-- START OF Page excerpt --
Understanding Binary Search

Binary Search is an efficient search algorithm used to find an element in a sorted array or solve problems by repeatedly dividing the search space in half. It operates in O(log n) time, making it much faster than linear search algorithms for large datasets.

Note: It only works on the sorted array.

Intuition Behind Binary Search

Binary Search works on the "divide and conquer" strategy, continuously narrowing the search range until the target is found or the search space is exhausted. The key requirement is that the array or range must be sorted. It begins by checking the middle element:

If the middle element is equal to the target, the search is over.
If the target is smaller than the middle element, the search continues in the left half of the array.
If the target is larger, the search continues in the right half.

Tips and Tricks for Binary Search

1️⃣ Midpoint Calculation

Traditionally we calculate the mid point using:

int mid = (left + right) / 2;

However it can cause integer overflow, if both left and right are large, close to the maximum integer value.

To prevent this overflow, you can use the alternative formula:

Always calculate the midpoint using:

int mid = left + (right - left) / 2;

This prevents overflow that might occur when left and right are large.

Example:

Imagine left and right are both near INT_MAX, say:

left = INT_MAX - 2
right = INT_MAX

calculating mid:
    right - left = (INT_MAX) - (INT_MAX - 2) = 2
    (right - left) / 2 = 2 / 2 = 1
    mid = left + 1
        = (INT_MAX - 2) + 1
        = INT_MAX - 1

There is another expression, an alternative way to calculate the middle index by using a bitwise right shift operator (>>) instead of division by 2. This approach is based on the fact that shifting right by one is equivalent to dividing by 2 in integer arithmetic.

int mid = (left + high) >> 1

Performance: Bitwise operations like >> can be marginally faster than division. However, modern compilers typically optimize the division by 2 in mid = (left + right) / 2, so the performance difference is usually negligible.
Overflow Risk: This expression does not prevent overflow when calculating index, as it directly adds left and right.
- If left and right are large values close to the maximum integer limit, adding them will still cause overflow. For example, if left = INT_MAX - 2 and right = INT_MAX, left + right would exceed INT_MAX.

So always use:

mid = left + (right - left) / 2

2️⃣ Edge Cases:

Empty array (arr.size() == 0)
Array with one element
All elements are greater or smaller than the target
Duplicate elements (binary search often requires handling first or last occurrence)

3️⃣ Loop Termination:

The condition for continuing the loop should be left <= right and not left < right. This ensures that every possible element is checked.

while (left <= right) // This ensures that there is atleast one element in search space

Why to use Binary Search ❔

Binary search is a divide-and-conquer algorithm. This means that it works by recursively dividing the search space in half until the desired value is found.
-- END OF Page excerpt --
On the binary search page, which loop condition is recommended for continuing the search? Rely only on the binary search page for your answers.
-- START OF Dataset content --
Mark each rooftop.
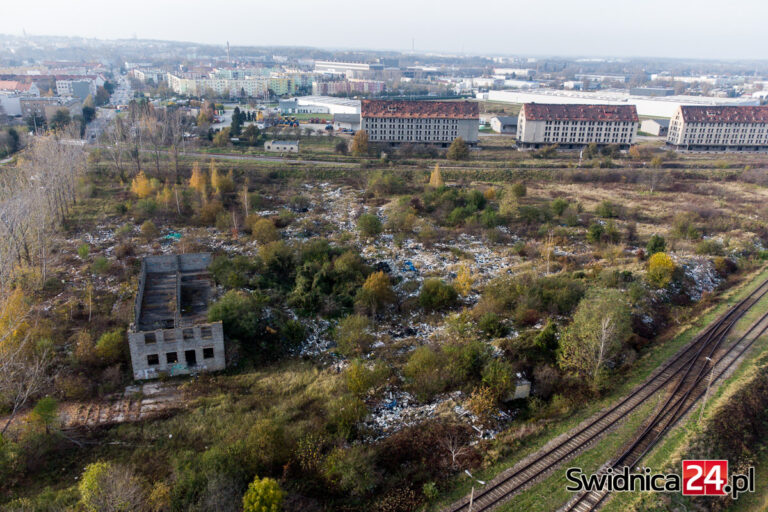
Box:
[361,100,480,119]
[680,105,768,123]
[521,103,637,122]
-- END OF Dataset content --
Response below.
left <= right